Return all the data below as it stands, minus the pictures.

## Excerpted records
- Opening Delimiter -
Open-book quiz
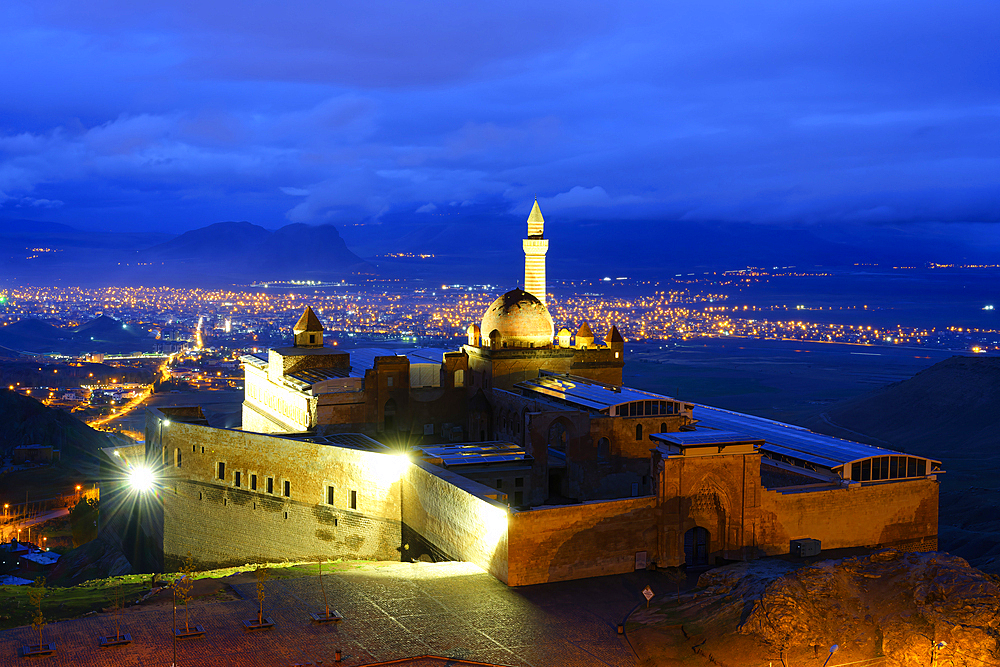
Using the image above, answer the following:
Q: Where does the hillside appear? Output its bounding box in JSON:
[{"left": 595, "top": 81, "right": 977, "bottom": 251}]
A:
[
  {"left": 0, "top": 314, "right": 150, "bottom": 355},
  {"left": 803, "top": 355, "right": 1000, "bottom": 572},
  {"left": 0, "top": 389, "right": 112, "bottom": 462}
]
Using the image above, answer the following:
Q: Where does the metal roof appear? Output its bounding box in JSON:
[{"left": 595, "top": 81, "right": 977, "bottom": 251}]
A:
[
  {"left": 516, "top": 372, "right": 673, "bottom": 413},
  {"left": 280, "top": 432, "right": 387, "bottom": 452},
  {"left": 288, "top": 366, "right": 352, "bottom": 385},
  {"left": 690, "top": 403, "right": 939, "bottom": 470},
  {"left": 652, "top": 431, "right": 761, "bottom": 447},
  {"left": 416, "top": 441, "right": 531, "bottom": 467}
]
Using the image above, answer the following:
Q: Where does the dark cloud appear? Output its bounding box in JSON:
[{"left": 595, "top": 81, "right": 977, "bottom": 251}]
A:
[{"left": 1, "top": 0, "right": 998, "bottom": 242}]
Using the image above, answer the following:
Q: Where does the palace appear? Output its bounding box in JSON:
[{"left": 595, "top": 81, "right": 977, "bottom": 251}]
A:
[{"left": 105, "top": 200, "right": 942, "bottom": 585}]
- Closing Delimiter -
## Task solution
Open-book quiz
Using the image above, answer the following:
Q: Where does the hillside appear? Output its bounding box in JSON:
[{"left": 595, "top": 81, "right": 977, "bottom": 251}]
A:
[
  {"left": 0, "top": 314, "right": 150, "bottom": 355},
  {"left": 803, "top": 355, "right": 1000, "bottom": 572},
  {"left": 0, "top": 389, "right": 112, "bottom": 462}
]
Using the image above, answer the following:
Q: Where does the metal roof appear? Output its bounding box in JSON:
[{"left": 595, "top": 81, "right": 977, "bottom": 251}]
A:
[
  {"left": 516, "top": 372, "right": 673, "bottom": 413},
  {"left": 280, "top": 432, "right": 387, "bottom": 452},
  {"left": 288, "top": 366, "right": 352, "bottom": 385},
  {"left": 690, "top": 403, "right": 939, "bottom": 470},
  {"left": 652, "top": 431, "right": 761, "bottom": 447},
  {"left": 416, "top": 441, "right": 531, "bottom": 467}
]
Using the image above, answer the following:
Q: Where does the dark cloud appear? Output its bounding box in JSON:
[{"left": 595, "top": 81, "right": 977, "bottom": 251}]
A:
[{"left": 1, "top": 0, "right": 998, "bottom": 242}]
Using the image above, answer the following:
Q: Where does the palace appear? Output its bounding box in JSON:
[{"left": 595, "top": 81, "right": 977, "bottom": 251}]
A:
[{"left": 105, "top": 200, "right": 942, "bottom": 585}]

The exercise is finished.